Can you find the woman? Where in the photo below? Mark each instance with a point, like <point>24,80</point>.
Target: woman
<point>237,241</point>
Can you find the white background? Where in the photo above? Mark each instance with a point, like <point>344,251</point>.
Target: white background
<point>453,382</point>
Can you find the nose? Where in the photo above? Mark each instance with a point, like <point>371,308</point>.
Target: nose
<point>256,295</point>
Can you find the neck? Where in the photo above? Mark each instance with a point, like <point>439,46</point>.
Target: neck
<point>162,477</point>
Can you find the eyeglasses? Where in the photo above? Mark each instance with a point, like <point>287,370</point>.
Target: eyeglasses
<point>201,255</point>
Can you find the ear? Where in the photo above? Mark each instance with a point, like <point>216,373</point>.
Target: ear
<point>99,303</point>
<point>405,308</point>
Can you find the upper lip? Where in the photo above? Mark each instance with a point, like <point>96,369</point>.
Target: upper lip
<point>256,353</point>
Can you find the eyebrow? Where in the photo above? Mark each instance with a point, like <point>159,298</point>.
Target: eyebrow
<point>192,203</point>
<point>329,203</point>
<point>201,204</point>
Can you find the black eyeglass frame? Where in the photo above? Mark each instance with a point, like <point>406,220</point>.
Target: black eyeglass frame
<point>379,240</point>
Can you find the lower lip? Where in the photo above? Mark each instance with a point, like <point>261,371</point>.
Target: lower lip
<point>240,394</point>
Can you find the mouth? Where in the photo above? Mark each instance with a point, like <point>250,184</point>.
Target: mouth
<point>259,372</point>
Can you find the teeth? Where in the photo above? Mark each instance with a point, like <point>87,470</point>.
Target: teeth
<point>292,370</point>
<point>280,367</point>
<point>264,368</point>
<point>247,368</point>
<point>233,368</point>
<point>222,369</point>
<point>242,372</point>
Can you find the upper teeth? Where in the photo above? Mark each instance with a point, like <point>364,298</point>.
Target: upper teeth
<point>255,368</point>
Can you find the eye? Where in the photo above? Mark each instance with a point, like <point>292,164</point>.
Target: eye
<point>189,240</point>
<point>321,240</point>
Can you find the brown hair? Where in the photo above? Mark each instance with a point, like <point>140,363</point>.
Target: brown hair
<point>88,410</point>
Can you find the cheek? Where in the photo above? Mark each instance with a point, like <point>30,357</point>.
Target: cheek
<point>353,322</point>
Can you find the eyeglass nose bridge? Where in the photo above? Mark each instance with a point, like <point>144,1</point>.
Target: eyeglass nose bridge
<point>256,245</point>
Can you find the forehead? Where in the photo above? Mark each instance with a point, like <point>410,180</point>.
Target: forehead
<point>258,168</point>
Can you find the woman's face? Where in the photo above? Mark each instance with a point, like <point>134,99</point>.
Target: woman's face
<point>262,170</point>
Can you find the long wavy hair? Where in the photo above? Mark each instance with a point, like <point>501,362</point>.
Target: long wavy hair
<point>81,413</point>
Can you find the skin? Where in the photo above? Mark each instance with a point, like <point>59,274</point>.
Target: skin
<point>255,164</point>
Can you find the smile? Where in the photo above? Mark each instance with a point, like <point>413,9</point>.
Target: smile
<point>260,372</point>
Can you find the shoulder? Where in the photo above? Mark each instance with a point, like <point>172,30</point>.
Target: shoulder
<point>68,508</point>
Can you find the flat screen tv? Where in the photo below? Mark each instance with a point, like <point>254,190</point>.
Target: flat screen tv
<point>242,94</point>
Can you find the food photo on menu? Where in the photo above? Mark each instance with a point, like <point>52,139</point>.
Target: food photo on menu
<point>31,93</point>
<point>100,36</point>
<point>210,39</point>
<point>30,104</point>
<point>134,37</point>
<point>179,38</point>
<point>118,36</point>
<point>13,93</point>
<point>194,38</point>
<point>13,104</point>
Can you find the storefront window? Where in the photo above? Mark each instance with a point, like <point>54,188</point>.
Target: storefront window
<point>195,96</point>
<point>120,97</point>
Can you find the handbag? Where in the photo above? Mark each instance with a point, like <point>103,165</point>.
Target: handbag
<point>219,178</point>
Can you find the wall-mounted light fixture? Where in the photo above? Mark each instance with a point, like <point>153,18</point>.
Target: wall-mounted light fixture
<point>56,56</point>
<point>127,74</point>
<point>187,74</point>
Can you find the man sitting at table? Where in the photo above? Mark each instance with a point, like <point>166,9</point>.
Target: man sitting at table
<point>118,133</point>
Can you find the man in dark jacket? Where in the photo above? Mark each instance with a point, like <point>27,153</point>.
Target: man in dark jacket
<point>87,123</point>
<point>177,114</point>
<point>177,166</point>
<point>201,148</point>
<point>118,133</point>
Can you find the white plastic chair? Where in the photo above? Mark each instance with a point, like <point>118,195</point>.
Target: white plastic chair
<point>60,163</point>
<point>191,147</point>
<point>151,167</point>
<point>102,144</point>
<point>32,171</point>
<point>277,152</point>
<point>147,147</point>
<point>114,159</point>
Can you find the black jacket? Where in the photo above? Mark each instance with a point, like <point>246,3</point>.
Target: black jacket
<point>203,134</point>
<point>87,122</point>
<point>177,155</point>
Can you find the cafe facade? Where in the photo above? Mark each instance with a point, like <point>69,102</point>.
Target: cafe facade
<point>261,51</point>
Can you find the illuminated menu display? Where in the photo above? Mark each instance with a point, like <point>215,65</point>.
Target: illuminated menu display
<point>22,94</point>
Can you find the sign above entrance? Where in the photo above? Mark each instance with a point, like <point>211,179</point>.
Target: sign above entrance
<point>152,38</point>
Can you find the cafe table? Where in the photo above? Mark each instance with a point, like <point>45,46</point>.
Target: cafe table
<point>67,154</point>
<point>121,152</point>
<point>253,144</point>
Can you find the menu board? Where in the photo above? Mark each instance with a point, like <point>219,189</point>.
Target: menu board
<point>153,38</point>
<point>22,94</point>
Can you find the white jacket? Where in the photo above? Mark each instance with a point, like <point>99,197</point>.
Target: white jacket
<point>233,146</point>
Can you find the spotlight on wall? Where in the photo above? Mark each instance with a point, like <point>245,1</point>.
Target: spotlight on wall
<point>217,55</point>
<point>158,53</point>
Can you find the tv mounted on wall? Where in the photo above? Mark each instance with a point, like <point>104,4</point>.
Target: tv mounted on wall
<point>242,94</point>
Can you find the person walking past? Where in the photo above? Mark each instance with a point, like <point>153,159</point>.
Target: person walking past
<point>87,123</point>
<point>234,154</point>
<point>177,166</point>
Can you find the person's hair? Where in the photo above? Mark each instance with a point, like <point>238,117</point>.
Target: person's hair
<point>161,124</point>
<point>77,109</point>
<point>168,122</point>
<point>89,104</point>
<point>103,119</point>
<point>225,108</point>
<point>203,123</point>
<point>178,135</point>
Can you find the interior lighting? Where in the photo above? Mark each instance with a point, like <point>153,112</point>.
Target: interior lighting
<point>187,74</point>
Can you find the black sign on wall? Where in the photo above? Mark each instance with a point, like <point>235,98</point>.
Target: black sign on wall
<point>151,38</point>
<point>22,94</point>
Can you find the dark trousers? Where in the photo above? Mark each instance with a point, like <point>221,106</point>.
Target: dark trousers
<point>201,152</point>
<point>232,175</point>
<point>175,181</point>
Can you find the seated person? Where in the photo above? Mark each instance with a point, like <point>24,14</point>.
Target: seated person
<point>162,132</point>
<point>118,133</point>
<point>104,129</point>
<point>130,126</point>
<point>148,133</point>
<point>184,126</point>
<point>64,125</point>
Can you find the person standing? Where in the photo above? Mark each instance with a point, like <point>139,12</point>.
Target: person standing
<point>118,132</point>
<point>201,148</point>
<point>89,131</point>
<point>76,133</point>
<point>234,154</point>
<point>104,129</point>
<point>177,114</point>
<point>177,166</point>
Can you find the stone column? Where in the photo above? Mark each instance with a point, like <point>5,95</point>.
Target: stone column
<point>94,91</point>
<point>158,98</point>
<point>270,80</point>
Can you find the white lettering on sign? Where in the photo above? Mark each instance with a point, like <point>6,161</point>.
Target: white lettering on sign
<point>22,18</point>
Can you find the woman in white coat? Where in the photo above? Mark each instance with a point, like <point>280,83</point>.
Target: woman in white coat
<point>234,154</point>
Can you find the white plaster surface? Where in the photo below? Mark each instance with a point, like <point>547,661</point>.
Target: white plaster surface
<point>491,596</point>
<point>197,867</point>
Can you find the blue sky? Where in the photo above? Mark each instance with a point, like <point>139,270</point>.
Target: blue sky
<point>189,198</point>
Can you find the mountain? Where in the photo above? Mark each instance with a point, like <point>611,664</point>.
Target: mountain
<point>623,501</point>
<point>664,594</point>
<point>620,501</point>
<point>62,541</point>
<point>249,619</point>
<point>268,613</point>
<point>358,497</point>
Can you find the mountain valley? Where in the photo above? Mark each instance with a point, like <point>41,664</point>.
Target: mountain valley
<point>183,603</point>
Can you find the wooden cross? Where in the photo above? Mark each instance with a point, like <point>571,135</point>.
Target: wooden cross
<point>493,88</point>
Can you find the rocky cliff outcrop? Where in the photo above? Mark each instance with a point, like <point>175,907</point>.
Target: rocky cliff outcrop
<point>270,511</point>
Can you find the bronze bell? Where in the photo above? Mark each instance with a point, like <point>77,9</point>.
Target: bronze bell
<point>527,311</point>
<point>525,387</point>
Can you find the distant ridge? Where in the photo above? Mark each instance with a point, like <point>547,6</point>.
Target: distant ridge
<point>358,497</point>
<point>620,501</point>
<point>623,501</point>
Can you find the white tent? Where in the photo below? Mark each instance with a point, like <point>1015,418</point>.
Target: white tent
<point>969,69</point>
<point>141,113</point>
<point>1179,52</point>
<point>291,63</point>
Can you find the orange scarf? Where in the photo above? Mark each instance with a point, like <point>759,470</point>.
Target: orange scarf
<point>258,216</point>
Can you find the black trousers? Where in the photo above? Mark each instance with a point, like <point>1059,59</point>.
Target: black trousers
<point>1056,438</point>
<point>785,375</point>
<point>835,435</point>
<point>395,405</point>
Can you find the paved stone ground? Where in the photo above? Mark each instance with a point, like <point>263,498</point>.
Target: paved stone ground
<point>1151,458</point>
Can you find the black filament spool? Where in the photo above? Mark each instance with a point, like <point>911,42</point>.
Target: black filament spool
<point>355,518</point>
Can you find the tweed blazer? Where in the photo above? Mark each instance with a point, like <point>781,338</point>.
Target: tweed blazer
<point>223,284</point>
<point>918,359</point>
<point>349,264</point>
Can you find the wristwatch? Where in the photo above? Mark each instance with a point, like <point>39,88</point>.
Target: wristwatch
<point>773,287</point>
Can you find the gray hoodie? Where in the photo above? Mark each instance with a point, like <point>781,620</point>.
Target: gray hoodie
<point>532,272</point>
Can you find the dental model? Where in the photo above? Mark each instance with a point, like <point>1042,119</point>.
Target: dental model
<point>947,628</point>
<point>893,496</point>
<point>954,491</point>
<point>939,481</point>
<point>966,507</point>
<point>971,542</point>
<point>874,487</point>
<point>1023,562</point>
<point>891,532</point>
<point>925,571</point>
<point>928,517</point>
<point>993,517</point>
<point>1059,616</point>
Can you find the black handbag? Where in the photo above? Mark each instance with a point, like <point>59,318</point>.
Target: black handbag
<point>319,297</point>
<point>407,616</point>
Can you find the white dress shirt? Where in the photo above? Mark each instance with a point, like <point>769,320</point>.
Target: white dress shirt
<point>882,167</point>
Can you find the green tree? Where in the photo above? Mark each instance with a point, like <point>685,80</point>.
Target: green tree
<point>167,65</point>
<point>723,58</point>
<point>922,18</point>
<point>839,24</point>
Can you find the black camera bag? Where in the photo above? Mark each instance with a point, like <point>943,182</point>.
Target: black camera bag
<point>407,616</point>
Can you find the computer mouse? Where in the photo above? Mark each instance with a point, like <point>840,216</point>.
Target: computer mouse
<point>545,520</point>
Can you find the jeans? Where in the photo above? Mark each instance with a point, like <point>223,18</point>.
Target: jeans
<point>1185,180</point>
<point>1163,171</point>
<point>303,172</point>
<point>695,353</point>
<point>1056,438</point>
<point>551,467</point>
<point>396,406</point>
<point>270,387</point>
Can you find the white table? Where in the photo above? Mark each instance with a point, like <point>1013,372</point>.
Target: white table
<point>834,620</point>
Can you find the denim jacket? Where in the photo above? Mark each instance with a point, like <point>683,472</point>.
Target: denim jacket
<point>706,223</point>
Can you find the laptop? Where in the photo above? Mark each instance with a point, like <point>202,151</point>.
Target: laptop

Task brief:
Copy the listing above word for word, starting at its first line and ending at the line that contains "<point>256,353</point>".

Right answer:
Can you find the woman? Where in the photo below? Mark each instance with a point, like <point>24,80</point>.
Target: woman
<point>237,241</point>
Can you find the white background? Where in the photo above? Mark each instance with a point, like <point>344,251</point>.
Target: white background
<point>453,382</point>
Can you find the nose? Where in the photo above? Mark each instance with a point, like <point>371,308</point>.
Target: nose
<point>256,295</point>
Can you find the neck? Where in the photo above? Mark each instance with a point, like <point>439,46</point>.
Target: neck
<point>162,477</point>
Can you find the eyeglasses? Where in the photo above? Mark each instance with a point, like <point>287,370</point>.
Target: eyeglasses
<point>201,255</point>
Can you find the ear? Where in the photo above? Mark each instance with a point, like <point>216,373</point>.
Target: ear
<point>99,303</point>
<point>405,308</point>
Can you find the upper lip? Where in the photo above? Mark each instance with a point, like <point>96,369</point>.
Target: upper lip
<point>256,353</point>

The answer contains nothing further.